Point annotation dataset records

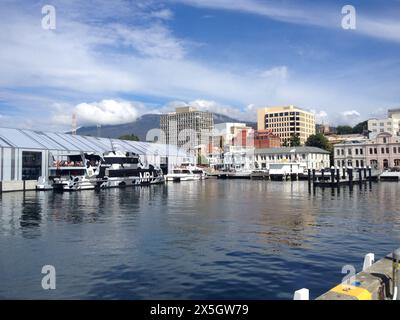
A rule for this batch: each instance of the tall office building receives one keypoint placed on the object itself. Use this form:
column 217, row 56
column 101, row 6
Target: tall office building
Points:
column 187, row 127
column 390, row 125
column 287, row 121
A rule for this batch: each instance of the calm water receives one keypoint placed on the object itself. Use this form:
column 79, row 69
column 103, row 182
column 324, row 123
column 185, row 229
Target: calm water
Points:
column 193, row 240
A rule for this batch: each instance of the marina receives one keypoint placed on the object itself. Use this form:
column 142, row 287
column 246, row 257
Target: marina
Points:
column 208, row 239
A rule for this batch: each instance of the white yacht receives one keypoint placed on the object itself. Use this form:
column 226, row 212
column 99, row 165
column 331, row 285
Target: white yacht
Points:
column 121, row 169
column 77, row 172
column 183, row 174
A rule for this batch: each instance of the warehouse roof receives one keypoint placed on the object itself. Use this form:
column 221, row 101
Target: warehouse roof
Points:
column 284, row 150
column 30, row 139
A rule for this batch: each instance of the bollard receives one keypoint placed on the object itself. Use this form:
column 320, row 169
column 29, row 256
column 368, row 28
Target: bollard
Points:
column 302, row 294
column 396, row 274
column 350, row 174
column 337, row 175
column 369, row 259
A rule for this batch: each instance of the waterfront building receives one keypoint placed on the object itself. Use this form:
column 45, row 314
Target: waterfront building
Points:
column 346, row 138
column 380, row 153
column 186, row 127
column 266, row 139
column 25, row 155
column 391, row 124
column 308, row 157
column 233, row 147
column 287, row 121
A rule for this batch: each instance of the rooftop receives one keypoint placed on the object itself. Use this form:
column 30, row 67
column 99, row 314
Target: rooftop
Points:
column 285, row 150
column 42, row 140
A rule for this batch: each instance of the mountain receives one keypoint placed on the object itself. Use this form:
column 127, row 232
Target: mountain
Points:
column 141, row 126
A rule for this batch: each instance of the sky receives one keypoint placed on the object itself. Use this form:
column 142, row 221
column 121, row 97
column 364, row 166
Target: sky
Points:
column 110, row 62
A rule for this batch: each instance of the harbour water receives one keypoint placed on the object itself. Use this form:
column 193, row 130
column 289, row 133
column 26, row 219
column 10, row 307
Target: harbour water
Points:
column 213, row 239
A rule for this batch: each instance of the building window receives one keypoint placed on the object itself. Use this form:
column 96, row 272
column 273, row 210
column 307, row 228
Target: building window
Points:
column 31, row 165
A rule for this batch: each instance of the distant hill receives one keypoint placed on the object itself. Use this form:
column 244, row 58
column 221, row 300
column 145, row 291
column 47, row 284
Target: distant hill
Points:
column 141, row 126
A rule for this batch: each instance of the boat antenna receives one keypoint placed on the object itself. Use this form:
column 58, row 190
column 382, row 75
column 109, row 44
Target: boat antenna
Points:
column 112, row 145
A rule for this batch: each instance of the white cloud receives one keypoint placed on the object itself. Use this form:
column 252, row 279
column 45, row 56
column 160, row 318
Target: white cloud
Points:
column 103, row 112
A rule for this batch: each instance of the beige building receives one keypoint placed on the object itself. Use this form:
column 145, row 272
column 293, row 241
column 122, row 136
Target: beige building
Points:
column 187, row 127
column 287, row 121
column 390, row 125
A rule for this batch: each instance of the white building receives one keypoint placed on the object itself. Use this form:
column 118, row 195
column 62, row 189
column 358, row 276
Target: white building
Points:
column 390, row 125
column 308, row 157
column 233, row 147
column 25, row 155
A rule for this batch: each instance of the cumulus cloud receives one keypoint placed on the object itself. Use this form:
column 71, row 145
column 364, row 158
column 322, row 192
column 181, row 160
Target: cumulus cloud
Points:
column 104, row 112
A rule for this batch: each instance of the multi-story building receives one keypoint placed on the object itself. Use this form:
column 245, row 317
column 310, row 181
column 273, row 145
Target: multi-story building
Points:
column 390, row 125
column 233, row 146
column 187, row 128
column 287, row 121
column 308, row 157
column 266, row 139
column 381, row 152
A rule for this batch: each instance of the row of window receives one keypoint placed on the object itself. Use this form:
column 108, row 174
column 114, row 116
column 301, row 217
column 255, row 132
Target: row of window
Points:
column 372, row 150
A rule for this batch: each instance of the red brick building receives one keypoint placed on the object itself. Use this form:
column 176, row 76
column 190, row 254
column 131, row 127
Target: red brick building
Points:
column 266, row 139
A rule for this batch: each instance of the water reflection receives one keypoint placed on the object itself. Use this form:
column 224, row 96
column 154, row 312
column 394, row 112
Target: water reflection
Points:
column 209, row 239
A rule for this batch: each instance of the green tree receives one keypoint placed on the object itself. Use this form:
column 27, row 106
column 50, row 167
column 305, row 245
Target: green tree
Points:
column 130, row 137
column 294, row 140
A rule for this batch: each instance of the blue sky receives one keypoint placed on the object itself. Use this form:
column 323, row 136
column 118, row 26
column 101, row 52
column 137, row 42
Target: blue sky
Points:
column 111, row 61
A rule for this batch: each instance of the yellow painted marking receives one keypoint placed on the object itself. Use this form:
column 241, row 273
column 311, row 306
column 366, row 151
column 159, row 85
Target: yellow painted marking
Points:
column 359, row 293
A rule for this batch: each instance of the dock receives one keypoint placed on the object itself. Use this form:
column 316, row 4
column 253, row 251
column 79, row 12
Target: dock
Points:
column 377, row 281
column 336, row 177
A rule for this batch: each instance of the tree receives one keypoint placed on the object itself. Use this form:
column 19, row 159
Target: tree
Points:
column 294, row 140
column 130, row 137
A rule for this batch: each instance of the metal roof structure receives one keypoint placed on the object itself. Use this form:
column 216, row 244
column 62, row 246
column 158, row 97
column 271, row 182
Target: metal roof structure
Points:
column 287, row 150
column 41, row 140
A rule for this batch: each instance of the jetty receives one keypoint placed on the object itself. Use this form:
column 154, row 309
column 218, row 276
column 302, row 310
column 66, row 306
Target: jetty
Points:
column 378, row 280
column 336, row 177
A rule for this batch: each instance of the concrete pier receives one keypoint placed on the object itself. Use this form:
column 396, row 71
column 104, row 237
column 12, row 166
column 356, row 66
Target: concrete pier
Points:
column 373, row 283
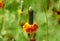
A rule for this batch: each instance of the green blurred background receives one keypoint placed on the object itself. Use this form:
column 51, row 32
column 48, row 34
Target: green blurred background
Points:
column 44, row 15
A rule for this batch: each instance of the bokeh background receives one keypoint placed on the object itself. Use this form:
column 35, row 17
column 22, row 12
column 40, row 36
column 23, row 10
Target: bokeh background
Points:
column 45, row 16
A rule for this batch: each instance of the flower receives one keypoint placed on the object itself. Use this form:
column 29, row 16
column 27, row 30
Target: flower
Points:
column 30, row 28
column 59, row 21
column 58, row 12
column 20, row 12
column 32, row 40
column 1, row 4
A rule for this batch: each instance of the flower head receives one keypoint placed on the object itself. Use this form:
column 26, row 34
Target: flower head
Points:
column 30, row 28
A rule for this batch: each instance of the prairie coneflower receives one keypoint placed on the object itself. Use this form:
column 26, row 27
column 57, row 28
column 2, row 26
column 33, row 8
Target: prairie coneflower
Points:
column 59, row 21
column 58, row 12
column 20, row 12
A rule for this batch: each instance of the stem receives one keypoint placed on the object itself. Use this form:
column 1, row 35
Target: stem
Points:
column 47, row 24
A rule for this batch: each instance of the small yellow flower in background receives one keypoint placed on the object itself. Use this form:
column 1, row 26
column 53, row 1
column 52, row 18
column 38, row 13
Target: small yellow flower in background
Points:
column 1, row 0
column 20, row 12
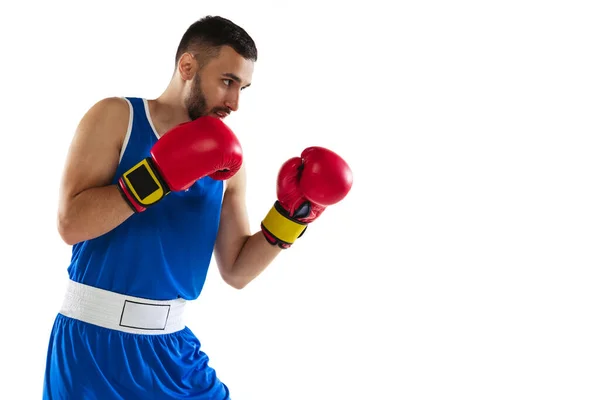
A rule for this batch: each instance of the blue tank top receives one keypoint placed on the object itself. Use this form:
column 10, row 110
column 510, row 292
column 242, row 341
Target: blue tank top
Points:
column 164, row 252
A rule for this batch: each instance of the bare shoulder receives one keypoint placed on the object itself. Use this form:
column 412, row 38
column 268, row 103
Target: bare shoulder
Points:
column 237, row 183
column 95, row 149
column 108, row 117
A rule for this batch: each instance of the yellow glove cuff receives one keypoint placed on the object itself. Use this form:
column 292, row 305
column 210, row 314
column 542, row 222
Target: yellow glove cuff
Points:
column 282, row 227
column 144, row 183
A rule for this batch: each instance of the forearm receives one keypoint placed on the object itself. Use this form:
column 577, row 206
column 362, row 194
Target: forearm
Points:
column 254, row 257
column 92, row 213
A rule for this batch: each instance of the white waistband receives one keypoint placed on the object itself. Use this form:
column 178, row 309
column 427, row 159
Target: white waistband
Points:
column 120, row 312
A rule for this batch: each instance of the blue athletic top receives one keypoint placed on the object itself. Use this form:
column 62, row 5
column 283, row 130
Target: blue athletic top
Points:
column 164, row 252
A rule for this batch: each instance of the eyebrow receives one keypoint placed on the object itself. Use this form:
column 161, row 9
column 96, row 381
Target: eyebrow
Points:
column 235, row 78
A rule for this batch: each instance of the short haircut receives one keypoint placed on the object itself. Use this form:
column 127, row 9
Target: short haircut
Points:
column 205, row 37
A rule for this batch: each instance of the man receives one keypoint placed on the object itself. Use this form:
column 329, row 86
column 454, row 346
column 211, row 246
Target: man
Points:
column 150, row 189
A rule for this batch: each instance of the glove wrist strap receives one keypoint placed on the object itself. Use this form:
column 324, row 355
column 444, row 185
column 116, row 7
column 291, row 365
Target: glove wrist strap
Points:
column 280, row 229
column 142, row 185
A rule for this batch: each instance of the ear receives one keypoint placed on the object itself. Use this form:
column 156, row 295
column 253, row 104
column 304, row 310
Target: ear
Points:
column 187, row 66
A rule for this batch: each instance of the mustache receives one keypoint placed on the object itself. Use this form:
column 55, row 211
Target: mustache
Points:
column 222, row 110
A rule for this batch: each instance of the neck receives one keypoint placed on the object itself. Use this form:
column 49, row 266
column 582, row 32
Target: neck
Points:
column 169, row 106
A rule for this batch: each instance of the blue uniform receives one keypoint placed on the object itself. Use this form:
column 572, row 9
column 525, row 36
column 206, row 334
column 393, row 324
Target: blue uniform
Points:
column 161, row 254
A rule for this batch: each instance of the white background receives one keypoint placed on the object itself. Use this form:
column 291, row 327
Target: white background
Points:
column 464, row 262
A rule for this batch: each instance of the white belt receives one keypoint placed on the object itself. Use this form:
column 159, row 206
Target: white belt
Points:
column 121, row 312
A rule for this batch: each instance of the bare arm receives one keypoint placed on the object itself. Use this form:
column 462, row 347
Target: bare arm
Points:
column 241, row 256
column 89, row 205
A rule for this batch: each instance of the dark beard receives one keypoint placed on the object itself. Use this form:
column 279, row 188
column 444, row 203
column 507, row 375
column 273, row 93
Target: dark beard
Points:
column 196, row 102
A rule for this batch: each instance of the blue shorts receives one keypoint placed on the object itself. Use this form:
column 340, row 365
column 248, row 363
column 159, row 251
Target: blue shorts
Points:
column 89, row 362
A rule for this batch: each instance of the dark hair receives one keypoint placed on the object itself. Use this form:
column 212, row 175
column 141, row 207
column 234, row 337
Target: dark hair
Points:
column 210, row 33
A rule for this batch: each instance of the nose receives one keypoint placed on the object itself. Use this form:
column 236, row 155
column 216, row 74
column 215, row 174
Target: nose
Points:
column 232, row 101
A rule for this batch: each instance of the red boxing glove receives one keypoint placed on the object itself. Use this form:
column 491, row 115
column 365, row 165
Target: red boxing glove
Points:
column 186, row 153
column 306, row 186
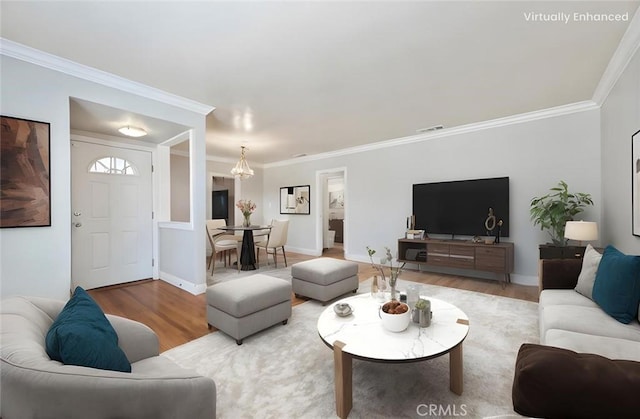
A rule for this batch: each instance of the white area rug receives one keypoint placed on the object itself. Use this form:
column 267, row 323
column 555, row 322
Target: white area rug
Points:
column 287, row 371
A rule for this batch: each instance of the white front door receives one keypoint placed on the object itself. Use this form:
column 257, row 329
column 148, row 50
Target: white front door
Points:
column 111, row 204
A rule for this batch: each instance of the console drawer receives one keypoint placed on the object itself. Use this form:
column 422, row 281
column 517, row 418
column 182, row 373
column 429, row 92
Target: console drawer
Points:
column 492, row 259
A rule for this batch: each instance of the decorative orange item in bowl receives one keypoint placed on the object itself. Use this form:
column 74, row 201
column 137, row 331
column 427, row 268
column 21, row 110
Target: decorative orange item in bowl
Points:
column 395, row 316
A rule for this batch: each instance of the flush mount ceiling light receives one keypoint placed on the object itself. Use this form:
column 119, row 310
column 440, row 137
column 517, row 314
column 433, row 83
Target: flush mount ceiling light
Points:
column 130, row 131
column 242, row 169
column 433, row 128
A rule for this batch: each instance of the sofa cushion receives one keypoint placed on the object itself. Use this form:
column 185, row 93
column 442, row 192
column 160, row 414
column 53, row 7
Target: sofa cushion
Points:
column 558, row 383
column 82, row 335
column 617, row 285
column 590, row 320
column 587, row 276
column 564, row 298
column 612, row 348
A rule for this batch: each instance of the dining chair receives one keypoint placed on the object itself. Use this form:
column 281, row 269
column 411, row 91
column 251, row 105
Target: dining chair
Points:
column 275, row 240
column 221, row 243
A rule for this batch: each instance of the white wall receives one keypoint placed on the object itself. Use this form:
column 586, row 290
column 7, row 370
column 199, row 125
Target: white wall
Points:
column 37, row 261
column 534, row 154
column 620, row 119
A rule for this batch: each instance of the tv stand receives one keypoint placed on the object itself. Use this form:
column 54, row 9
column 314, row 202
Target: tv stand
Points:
column 461, row 254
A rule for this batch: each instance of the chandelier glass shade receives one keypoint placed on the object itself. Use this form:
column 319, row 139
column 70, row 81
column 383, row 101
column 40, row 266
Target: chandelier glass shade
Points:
column 242, row 169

■ What the exercise asks ■
Can you reproduce the lines of the listing verbatim, from the line containing "A rule for this batch: each instance of the yellow painted" through the line containing "column 359, row 293", including both of those lines?

■ Finished answer ■
A rule for this batch: each instance of the yellow painted marking receives one keypoint placed on the object itself. Use this form:
column 241, row 273
column 311, row 306
column 366, row 151
column 159, row 85
Target: yellow painted marking
Points:
column 359, row 293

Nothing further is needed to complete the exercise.